Document text:
The alternatives toolbox

One way to try to protect a portfolio from this risk is to trade the correlation parameter itself. There are various ways to achieve this. Using swaps, conditional options, or a range of correlation-dependent derivatives, investors could have the opportunity to profit from a shift in the correlation regime, potentially cushioning any performance impact that such a shock might have.

Our preference from this range of tools is the correlation swap, a type of derivative that can be used to hedge the parametric risk exposure of changes in correlation. Mathematically bounded, so with a limited maximum potential loss, these securities offer a pure exposure to correlation. These securities are also sensitive to outliers, such as during Black Monday on 19 October 1987 – the biggest single-day percentage fall in the history of the Dow Jones Industrial Average – when the five-year correlation moved by almost 20 percentage points. With the prevailing positive stock/bond correlation regime, an investor could take a short position in a correlation swap, receiving the fixed, positive strike of the swap, and paying the subsequent realised correlation. This position will be profitable if stock/rate correlation drops below strike.

Aim: Using the passage on correlation trading, explain in one to three sentences why a correlation swap has a limited maximum potential loss. The listing after the passage on correlation trading is separate material.

Collected material:

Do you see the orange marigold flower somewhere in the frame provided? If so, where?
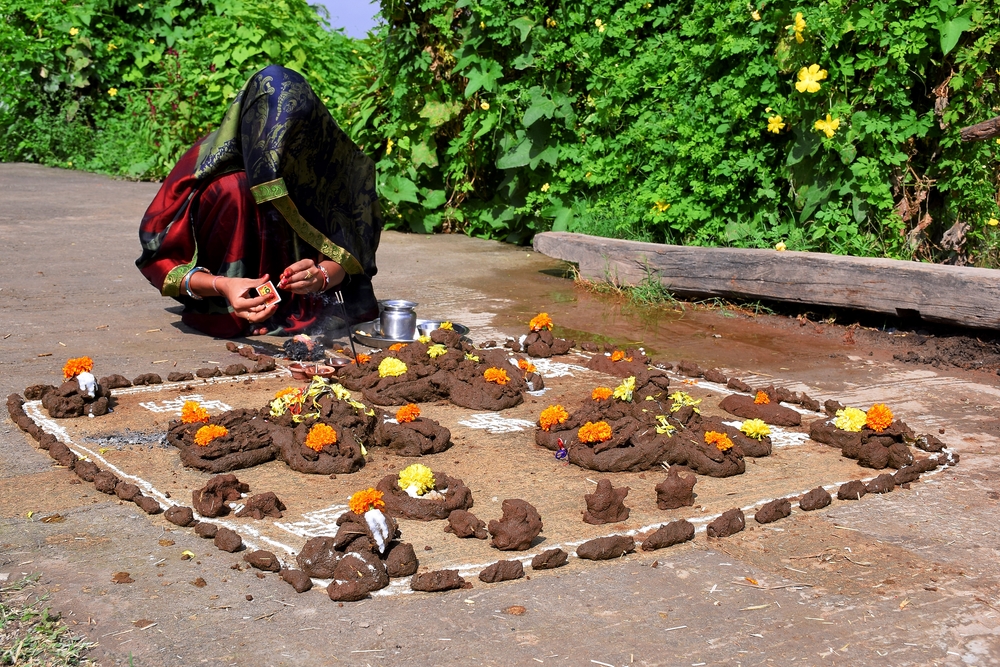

Exercise solution: A correlation swap is mathematically bounded. Because of that bound, its maximum potential loss is limited.